> STATED PROBLEM
Please rewrite the entries below with each "Box notation" changed to "Box format" and everything else left as it is.

%%

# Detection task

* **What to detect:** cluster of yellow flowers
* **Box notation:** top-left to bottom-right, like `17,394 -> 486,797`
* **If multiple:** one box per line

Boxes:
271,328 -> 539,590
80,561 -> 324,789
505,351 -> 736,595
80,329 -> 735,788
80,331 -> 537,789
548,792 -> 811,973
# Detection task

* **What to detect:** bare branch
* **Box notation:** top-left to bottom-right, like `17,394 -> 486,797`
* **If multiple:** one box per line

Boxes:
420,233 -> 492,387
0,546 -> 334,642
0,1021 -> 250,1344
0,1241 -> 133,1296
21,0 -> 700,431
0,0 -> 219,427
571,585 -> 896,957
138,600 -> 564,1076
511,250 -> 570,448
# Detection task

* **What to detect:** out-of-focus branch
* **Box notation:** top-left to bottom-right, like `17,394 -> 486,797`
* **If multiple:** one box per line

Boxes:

%%

> OUTPUT FOR THIS EXERCISE
# Detection task

* **What to detect:** cluster of yellow flowers
* **Box format:** top-left to bottom-right, like `17,394 -> 486,797`
* **If multiple:** one box per line

Boxes:
271,328 -> 539,590
80,561 -> 324,789
505,351 -> 736,595
80,329 -> 735,788
80,331 -> 537,789
548,792 -> 811,973
# Detection task

* **What to detect:** bare branch
* **Box format:** top-left to bottom-right, like `17,394 -> 486,797`
* **If multiple:** one box per line

Boxes:
420,233 -> 492,387
0,546 -> 334,642
0,1021 -> 250,1344
0,1241 -> 133,1296
21,0 -> 700,431
0,0 -> 219,427
571,585 -> 896,957
138,600 -> 564,1076
511,250 -> 570,448
# Detection task

* **What to detect:** out-of-focus branch
* **Box format:** top-left to bottom-right, like `17,394 -> 486,797`
* **If multiple:** one box per line

Boxes:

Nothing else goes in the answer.